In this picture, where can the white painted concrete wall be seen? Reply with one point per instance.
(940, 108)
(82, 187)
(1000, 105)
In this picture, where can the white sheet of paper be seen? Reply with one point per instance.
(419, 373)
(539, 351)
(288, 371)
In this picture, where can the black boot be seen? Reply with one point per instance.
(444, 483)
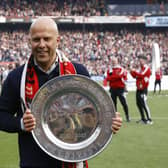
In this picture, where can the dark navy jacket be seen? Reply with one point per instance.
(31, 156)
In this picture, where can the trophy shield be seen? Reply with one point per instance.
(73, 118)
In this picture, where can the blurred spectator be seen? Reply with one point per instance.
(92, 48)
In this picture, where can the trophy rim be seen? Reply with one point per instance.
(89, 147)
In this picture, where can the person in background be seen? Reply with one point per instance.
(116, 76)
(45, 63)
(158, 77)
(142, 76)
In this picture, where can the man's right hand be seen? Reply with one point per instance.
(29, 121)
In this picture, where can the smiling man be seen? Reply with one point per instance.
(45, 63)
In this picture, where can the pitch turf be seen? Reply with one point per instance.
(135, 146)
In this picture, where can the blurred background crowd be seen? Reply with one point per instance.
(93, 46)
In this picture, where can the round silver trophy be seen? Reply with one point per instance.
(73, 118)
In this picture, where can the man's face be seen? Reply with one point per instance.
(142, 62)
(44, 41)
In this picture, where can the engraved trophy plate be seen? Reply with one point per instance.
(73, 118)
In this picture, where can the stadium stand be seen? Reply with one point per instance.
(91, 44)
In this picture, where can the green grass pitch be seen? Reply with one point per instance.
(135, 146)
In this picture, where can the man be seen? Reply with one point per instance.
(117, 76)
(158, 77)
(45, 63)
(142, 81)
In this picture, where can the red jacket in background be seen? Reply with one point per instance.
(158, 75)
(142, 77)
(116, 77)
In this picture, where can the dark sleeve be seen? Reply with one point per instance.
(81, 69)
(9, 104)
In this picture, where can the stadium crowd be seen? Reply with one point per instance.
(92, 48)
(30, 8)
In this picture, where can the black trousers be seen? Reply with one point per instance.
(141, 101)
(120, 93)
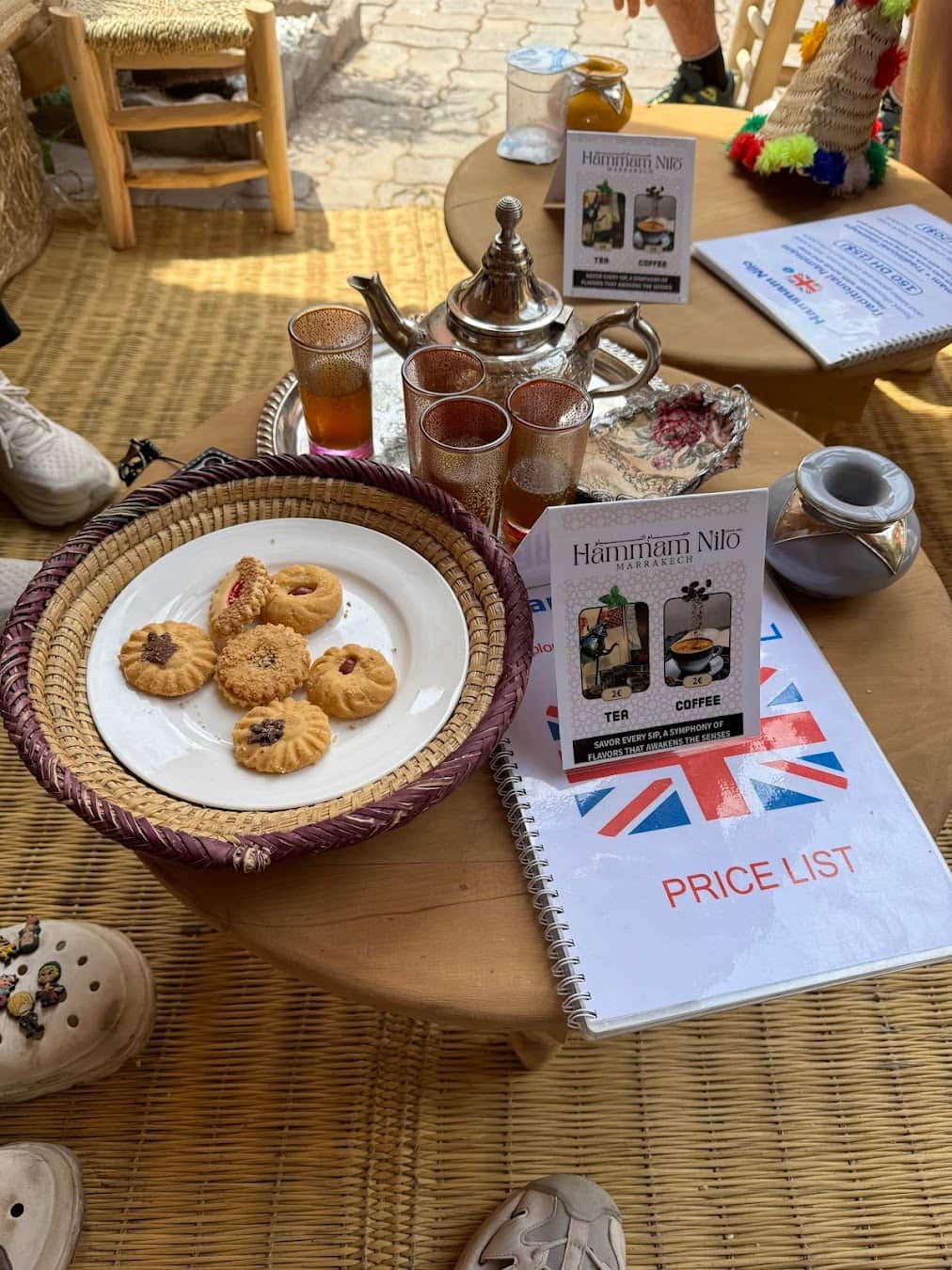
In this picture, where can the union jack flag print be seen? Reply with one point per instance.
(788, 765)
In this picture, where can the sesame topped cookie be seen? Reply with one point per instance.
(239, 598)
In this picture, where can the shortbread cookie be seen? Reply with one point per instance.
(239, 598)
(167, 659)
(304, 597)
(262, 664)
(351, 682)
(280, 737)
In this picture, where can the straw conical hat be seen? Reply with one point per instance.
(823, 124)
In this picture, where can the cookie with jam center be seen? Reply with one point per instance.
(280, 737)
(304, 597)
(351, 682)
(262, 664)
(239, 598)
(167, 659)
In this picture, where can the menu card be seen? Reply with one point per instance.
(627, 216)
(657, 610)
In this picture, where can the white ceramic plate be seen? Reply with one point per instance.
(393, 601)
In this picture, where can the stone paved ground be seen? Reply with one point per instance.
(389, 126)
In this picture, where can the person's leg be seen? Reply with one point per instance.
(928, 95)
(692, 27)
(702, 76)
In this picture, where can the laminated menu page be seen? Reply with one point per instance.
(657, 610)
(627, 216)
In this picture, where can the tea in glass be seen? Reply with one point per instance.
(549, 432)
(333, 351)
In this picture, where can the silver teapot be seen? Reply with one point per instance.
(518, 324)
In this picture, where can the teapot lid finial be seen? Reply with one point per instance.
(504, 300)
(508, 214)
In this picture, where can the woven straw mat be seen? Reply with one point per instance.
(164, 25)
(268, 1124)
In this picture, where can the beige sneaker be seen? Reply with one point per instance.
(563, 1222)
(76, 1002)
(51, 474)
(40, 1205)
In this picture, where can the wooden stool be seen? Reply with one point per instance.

* * *

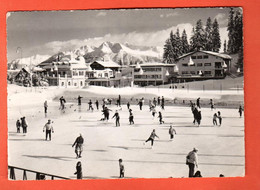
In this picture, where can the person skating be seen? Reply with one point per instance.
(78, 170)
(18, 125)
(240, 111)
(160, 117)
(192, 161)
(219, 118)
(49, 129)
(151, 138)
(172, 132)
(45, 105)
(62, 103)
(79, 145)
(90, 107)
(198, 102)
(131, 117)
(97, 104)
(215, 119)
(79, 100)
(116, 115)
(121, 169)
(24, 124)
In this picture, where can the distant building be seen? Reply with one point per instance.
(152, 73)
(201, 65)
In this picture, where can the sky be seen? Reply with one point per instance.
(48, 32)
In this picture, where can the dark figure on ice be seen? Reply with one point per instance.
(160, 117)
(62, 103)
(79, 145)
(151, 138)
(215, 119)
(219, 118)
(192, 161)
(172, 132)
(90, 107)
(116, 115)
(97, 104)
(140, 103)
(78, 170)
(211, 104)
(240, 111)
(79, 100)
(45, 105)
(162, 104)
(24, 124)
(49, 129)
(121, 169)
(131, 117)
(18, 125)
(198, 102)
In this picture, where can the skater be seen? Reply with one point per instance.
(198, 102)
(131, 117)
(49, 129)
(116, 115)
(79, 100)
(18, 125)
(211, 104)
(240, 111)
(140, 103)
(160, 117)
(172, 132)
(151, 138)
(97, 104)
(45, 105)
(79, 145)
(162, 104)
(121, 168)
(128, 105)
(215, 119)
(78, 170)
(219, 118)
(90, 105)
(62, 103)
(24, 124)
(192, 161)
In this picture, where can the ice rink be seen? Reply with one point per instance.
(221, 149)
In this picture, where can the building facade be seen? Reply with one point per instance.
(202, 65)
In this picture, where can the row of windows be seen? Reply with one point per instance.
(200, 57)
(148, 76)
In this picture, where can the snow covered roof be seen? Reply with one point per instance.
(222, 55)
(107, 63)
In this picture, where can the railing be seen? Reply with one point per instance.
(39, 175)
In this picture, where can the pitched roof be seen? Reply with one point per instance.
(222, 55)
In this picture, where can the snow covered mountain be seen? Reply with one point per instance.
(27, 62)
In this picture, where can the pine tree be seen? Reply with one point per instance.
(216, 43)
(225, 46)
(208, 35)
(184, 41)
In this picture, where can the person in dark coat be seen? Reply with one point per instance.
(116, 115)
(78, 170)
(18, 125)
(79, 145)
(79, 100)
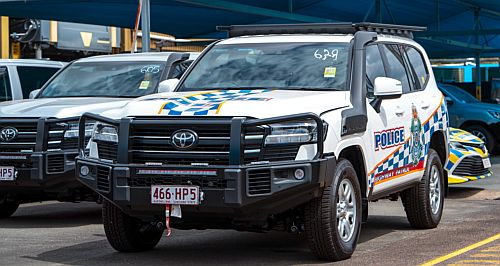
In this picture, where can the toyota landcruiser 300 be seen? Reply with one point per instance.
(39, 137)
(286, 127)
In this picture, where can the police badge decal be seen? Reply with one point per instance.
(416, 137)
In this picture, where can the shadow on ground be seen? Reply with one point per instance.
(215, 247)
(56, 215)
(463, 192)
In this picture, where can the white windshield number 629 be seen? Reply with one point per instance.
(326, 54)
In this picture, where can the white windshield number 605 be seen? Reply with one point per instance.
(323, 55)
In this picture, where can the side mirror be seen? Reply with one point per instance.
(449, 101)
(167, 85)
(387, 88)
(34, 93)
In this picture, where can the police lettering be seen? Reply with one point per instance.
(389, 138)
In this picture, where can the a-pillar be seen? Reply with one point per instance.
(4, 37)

...

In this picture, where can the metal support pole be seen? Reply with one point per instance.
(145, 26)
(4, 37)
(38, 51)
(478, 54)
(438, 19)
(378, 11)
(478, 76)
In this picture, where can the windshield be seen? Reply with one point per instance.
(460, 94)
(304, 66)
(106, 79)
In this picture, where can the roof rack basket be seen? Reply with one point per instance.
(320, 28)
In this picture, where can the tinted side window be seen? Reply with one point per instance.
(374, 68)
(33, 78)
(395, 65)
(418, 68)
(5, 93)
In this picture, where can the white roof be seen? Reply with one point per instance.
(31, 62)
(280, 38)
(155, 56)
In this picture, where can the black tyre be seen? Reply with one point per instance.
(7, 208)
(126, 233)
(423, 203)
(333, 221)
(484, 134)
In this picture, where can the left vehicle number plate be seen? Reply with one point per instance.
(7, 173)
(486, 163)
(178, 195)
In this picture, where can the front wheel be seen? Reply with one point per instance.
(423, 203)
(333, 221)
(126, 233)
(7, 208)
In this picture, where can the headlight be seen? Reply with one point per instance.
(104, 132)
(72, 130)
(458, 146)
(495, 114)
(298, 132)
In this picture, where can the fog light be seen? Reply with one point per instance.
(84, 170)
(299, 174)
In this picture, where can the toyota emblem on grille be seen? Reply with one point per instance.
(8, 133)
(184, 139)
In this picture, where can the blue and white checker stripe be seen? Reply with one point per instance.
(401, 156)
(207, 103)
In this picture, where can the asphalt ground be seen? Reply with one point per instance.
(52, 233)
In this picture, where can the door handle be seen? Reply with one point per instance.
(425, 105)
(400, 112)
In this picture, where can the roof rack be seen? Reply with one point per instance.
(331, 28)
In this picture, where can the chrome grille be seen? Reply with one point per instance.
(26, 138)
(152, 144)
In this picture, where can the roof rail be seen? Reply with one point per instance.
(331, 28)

## WHAT IS NEEDED
Please gather every line in the items above that contains the word "number" and copy each of those lines in full. Case counts, so match the capitalization.

## RESULT OF THE EXERCISE
In this picture, where can the white windshield number 629 be seen? Reply with one point per instance.
In this picture, where can the white windshield number 605 be seen? Reply with one point per instance.
In this picture, where can the left vehicle number plate be seen? Reply with one point per instance.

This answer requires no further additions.